● Aim of the task:
Look below for the line containing "of the neighbouring". Output it and each remaining line of the entries exactly, and nothing else.

● Supplied records:

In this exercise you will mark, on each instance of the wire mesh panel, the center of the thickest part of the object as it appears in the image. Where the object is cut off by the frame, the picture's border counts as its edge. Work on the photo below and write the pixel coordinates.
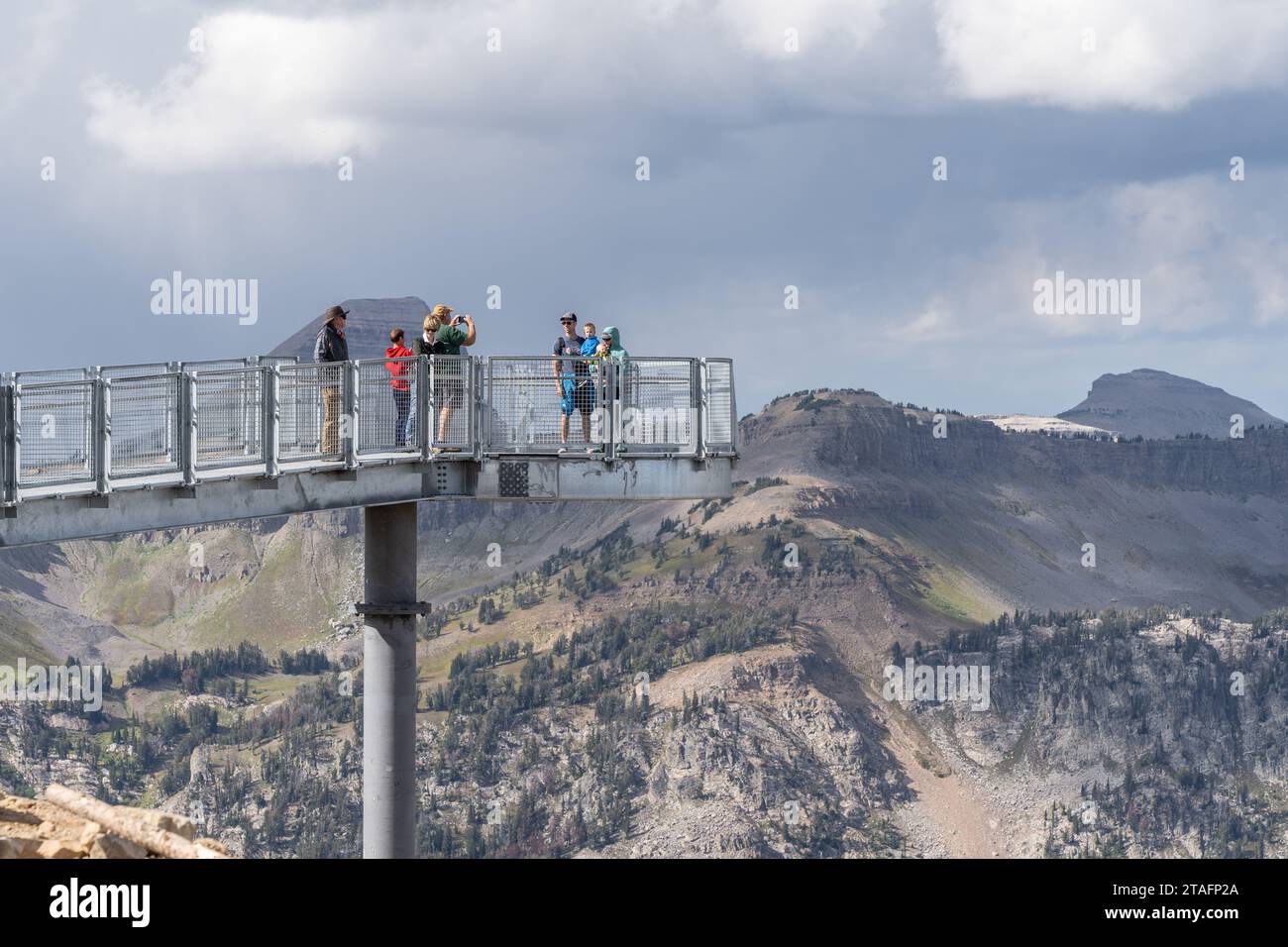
(141, 369)
(230, 411)
(386, 401)
(56, 421)
(146, 425)
(215, 365)
(546, 403)
(312, 402)
(719, 418)
(658, 405)
(451, 421)
(48, 375)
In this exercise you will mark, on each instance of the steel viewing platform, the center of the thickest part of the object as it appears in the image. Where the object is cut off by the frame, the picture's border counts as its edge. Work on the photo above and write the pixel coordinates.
(90, 453)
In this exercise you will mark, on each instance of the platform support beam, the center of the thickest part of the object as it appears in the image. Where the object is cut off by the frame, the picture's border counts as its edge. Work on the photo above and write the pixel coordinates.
(389, 684)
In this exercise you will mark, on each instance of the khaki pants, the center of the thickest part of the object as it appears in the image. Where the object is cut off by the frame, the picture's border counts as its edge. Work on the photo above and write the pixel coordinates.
(330, 427)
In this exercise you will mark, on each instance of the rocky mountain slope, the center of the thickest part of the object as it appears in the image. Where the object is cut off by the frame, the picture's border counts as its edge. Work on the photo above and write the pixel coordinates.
(366, 329)
(855, 538)
(1153, 403)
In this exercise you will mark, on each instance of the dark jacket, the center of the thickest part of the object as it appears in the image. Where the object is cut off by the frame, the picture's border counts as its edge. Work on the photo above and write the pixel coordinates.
(426, 348)
(330, 346)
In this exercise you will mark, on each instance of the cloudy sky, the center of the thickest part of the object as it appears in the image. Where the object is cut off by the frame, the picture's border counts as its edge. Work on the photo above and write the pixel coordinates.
(787, 144)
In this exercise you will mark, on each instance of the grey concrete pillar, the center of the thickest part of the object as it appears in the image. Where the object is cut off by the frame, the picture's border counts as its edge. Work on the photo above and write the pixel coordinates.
(389, 684)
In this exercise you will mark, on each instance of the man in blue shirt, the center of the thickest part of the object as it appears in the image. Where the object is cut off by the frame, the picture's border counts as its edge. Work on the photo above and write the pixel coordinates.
(572, 377)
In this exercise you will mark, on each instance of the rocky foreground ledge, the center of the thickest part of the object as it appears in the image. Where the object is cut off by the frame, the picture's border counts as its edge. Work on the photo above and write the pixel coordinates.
(71, 825)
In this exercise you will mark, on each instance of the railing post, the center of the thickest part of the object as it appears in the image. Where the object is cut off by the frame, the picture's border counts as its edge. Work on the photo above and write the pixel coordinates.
(349, 416)
(102, 412)
(476, 406)
(612, 433)
(7, 472)
(271, 381)
(702, 407)
(188, 428)
(424, 424)
(16, 441)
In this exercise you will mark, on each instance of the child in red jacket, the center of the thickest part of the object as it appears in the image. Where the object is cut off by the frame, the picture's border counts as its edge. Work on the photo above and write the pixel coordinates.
(400, 381)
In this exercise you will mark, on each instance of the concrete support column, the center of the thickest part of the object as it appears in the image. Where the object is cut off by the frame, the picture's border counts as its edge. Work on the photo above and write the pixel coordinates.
(389, 684)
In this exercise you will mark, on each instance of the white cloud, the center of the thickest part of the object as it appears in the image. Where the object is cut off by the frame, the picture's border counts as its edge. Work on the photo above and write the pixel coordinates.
(1210, 256)
(274, 89)
(1158, 54)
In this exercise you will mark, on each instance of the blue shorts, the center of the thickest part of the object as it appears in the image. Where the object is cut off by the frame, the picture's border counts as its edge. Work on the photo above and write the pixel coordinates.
(578, 394)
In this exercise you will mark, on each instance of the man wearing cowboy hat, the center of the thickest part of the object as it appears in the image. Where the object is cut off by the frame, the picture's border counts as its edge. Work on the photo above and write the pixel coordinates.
(331, 347)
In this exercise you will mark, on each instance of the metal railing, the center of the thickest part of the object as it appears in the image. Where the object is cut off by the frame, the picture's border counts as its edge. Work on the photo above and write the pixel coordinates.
(93, 431)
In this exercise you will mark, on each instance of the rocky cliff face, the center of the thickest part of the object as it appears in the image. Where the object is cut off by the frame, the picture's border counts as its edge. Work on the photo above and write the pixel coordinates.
(366, 329)
(1157, 405)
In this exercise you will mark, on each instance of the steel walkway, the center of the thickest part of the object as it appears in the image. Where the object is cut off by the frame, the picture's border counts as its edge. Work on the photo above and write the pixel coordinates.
(89, 453)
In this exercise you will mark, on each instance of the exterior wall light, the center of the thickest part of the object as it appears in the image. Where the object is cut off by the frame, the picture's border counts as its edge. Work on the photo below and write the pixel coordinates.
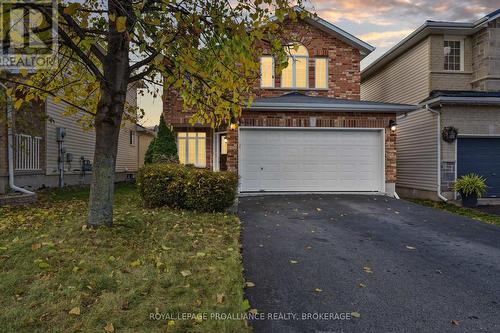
(392, 125)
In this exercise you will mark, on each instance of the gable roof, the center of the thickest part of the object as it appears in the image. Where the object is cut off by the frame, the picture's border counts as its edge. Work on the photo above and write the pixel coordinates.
(426, 29)
(296, 101)
(331, 29)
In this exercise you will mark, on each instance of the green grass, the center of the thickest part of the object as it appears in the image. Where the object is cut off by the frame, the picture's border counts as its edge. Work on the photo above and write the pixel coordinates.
(468, 212)
(50, 265)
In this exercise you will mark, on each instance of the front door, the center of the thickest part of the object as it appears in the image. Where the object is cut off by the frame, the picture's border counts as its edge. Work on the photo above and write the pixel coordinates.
(222, 152)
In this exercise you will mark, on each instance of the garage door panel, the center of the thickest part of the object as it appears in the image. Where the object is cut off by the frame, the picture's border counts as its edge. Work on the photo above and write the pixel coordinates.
(310, 160)
(480, 156)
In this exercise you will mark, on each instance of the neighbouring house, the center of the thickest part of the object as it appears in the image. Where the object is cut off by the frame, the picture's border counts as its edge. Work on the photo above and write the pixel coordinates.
(144, 137)
(452, 70)
(41, 159)
(307, 130)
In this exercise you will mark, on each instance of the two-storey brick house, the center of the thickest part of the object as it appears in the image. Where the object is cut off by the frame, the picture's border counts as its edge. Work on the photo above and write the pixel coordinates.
(307, 129)
(452, 70)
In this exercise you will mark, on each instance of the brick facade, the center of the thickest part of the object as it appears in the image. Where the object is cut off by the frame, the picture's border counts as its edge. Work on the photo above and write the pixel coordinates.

● The completed task:
In this exercise you will mark, on each instance of the neighbouring house, the center of the thickest part of the object as it appears in the image. Where the object is cut off by the frame, the picture's border counts as its edge. Work on the photo above and write the pixel coordinates.
(144, 137)
(452, 70)
(41, 159)
(307, 130)
In this exercise you will mark, on each instance of the two-storey brick house, the center of the thickest part of the object as it appears in the image. Where the object is cut off by the frame, the picture's border counts as its edge. Work on the photo above and write the pixel coordinates.
(307, 129)
(452, 70)
In this exercise you will mark, on each instance of the brick facade, the center of the thickest part of the object as it appears in the image. Where the object is cut off by the frame, the picture's border counts as its edge. Work on the photo above and write the pixel coordinates.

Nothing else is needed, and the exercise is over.